[Excerpts from a segmentation dataset]
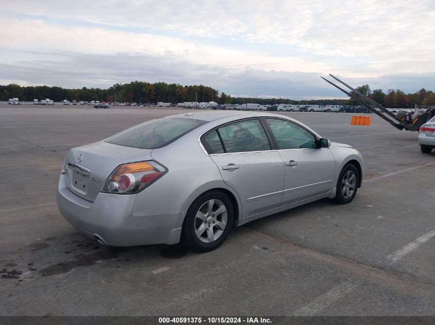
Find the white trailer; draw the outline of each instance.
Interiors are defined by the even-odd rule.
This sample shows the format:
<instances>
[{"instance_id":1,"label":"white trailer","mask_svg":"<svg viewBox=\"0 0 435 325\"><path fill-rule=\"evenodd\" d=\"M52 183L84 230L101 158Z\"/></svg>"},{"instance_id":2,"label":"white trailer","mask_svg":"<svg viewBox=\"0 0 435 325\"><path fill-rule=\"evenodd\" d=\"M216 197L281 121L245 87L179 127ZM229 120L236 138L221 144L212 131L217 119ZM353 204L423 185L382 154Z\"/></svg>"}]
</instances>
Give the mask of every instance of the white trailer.
<instances>
[{"instance_id":1,"label":"white trailer","mask_svg":"<svg viewBox=\"0 0 435 325\"><path fill-rule=\"evenodd\" d=\"M291 110L291 111L293 111L294 109L292 107L291 105L288 104L280 104L278 105L278 107L276 108L276 110L279 110L280 112L287 111L288 110Z\"/></svg>"},{"instance_id":2,"label":"white trailer","mask_svg":"<svg viewBox=\"0 0 435 325\"><path fill-rule=\"evenodd\" d=\"M325 112L341 112L343 107L339 105L327 105L325 106Z\"/></svg>"},{"instance_id":3,"label":"white trailer","mask_svg":"<svg viewBox=\"0 0 435 325\"><path fill-rule=\"evenodd\" d=\"M216 102L213 102L212 101L211 102L208 102L208 107L216 107L217 106L217 103Z\"/></svg>"},{"instance_id":4,"label":"white trailer","mask_svg":"<svg viewBox=\"0 0 435 325\"><path fill-rule=\"evenodd\" d=\"M184 102L183 104L183 107L187 108L195 108L199 106L197 102Z\"/></svg>"},{"instance_id":5,"label":"white trailer","mask_svg":"<svg viewBox=\"0 0 435 325\"><path fill-rule=\"evenodd\" d=\"M259 104L247 103L241 105L242 110L258 110Z\"/></svg>"},{"instance_id":6,"label":"white trailer","mask_svg":"<svg viewBox=\"0 0 435 325\"><path fill-rule=\"evenodd\" d=\"M309 112L323 112L325 110L325 106L322 105L308 105L307 110Z\"/></svg>"},{"instance_id":7,"label":"white trailer","mask_svg":"<svg viewBox=\"0 0 435 325\"><path fill-rule=\"evenodd\" d=\"M201 109L206 109L208 107L208 103L205 103L205 102L201 102L199 103L198 107Z\"/></svg>"}]
</instances>

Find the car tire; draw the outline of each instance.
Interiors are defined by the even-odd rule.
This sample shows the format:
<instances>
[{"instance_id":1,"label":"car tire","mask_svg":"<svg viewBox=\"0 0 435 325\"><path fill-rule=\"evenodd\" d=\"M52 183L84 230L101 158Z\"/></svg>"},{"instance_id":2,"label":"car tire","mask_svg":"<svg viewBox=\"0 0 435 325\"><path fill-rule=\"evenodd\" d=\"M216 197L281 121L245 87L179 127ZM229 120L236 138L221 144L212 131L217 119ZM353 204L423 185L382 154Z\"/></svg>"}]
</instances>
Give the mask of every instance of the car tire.
<instances>
[{"instance_id":1,"label":"car tire","mask_svg":"<svg viewBox=\"0 0 435 325\"><path fill-rule=\"evenodd\" d=\"M432 151L432 147L421 145L420 146L420 150L422 150L423 154L430 154L430 151Z\"/></svg>"},{"instance_id":2,"label":"car tire","mask_svg":"<svg viewBox=\"0 0 435 325\"><path fill-rule=\"evenodd\" d=\"M347 204L352 202L356 195L359 174L353 164L347 164L343 167L337 181L335 202L339 204Z\"/></svg>"},{"instance_id":3,"label":"car tire","mask_svg":"<svg viewBox=\"0 0 435 325\"><path fill-rule=\"evenodd\" d=\"M220 212L213 213L218 211ZM198 252L216 249L228 237L234 215L231 200L223 192L211 190L202 194L187 211L183 223L181 243Z\"/></svg>"}]
</instances>

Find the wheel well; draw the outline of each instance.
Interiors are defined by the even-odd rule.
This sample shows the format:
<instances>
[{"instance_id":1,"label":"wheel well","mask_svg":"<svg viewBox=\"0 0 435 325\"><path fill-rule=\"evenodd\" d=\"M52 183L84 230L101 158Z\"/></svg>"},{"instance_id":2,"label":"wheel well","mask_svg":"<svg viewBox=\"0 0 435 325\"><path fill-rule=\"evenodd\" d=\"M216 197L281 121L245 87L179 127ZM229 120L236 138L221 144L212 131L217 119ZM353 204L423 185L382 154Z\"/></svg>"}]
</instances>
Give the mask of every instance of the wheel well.
<instances>
[{"instance_id":1,"label":"wheel well","mask_svg":"<svg viewBox=\"0 0 435 325\"><path fill-rule=\"evenodd\" d=\"M362 182L362 169L361 168L361 165L359 164L359 163L357 160L350 160L349 161L348 161L347 162L346 164L352 164L352 165L353 165L354 166L355 166L356 167L356 169L357 169L357 170L358 170L358 187L361 187L361 184Z\"/></svg>"},{"instance_id":2,"label":"wheel well","mask_svg":"<svg viewBox=\"0 0 435 325\"><path fill-rule=\"evenodd\" d=\"M225 188L222 188L220 187L216 187L216 188L212 188L209 189L207 191L204 192L204 193L202 193L201 195L202 195L204 193L206 193L207 192L210 192L212 190L218 190L220 191L221 192L223 192L230 199L231 201L231 204L233 205L233 208L234 210L234 223L236 224L239 221L239 216L240 216L240 211L239 211L239 205L237 204L237 200L236 199L236 197L234 196L234 195L231 192L226 189ZM199 195L198 197L200 196Z\"/></svg>"}]
</instances>

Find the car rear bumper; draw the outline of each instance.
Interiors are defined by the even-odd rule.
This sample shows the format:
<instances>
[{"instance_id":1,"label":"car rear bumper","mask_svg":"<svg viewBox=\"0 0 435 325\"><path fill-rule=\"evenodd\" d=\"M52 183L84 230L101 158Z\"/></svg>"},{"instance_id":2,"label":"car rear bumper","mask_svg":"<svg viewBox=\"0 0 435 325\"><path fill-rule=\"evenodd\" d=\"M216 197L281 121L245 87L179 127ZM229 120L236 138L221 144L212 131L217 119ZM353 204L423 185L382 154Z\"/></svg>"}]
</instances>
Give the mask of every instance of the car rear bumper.
<instances>
[{"instance_id":1,"label":"car rear bumper","mask_svg":"<svg viewBox=\"0 0 435 325\"><path fill-rule=\"evenodd\" d=\"M419 132L419 144L435 147L435 136L433 135L433 133L426 133L424 132Z\"/></svg>"},{"instance_id":2,"label":"car rear bumper","mask_svg":"<svg viewBox=\"0 0 435 325\"><path fill-rule=\"evenodd\" d=\"M185 213L133 217L135 195L99 193L93 202L77 196L61 175L56 201L65 219L81 232L111 246L176 244Z\"/></svg>"}]
</instances>

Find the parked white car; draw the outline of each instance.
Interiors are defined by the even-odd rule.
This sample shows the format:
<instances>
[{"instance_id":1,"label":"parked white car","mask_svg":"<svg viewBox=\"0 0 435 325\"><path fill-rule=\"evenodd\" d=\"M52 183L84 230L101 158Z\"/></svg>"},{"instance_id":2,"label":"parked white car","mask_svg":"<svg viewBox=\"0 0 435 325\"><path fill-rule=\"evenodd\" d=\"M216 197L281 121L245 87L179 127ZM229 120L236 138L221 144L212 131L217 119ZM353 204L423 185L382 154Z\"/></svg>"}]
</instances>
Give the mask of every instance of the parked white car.
<instances>
[{"instance_id":1,"label":"parked white car","mask_svg":"<svg viewBox=\"0 0 435 325\"><path fill-rule=\"evenodd\" d=\"M424 154L430 154L435 148L435 116L420 127L419 144Z\"/></svg>"}]
</instances>

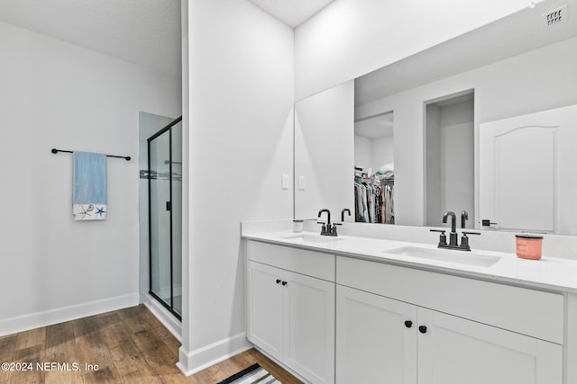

EXERCISE INSTRUCTIONS ::
Pull out every line in the rows above that contains the word "tire".

SOLUTION FOR THIS EXERCISE ::
Find the car tire; draw the outline of each instance.
[{"instance_id":1,"label":"car tire","mask_svg":"<svg viewBox=\"0 0 435 325\"><path fill-rule=\"evenodd\" d=\"M52 183L84 230L101 158Z\"/></svg>"},{"instance_id":2,"label":"car tire","mask_svg":"<svg viewBox=\"0 0 435 325\"><path fill-rule=\"evenodd\" d=\"M216 197L281 121L245 87L179 127ZM229 120L236 138L221 144L212 131L217 119ZM353 204L423 185L382 154Z\"/></svg>"}]
Give the mask of every instance of the car tire.
[{"instance_id":1,"label":"car tire","mask_svg":"<svg viewBox=\"0 0 435 325\"><path fill-rule=\"evenodd\" d=\"M432 151L432 147L421 145L420 146L420 150L422 150L423 154L430 154L430 151Z\"/></svg>"},{"instance_id":2,"label":"car tire","mask_svg":"<svg viewBox=\"0 0 435 325\"><path fill-rule=\"evenodd\" d=\"M347 204L352 202L356 195L359 174L353 164L347 164L343 167L337 181L335 202L339 204Z\"/></svg>"},{"instance_id":3,"label":"car tire","mask_svg":"<svg viewBox=\"0 0 435 325\"><path fill-rule=\"evenodd\" d=\"M220 212L213 213L218 211ZM198 252L216 249L228 237L234 215L231 200L223 192L211 190L202 194L187 211L183 223L181 243Z\"/></svg>"}]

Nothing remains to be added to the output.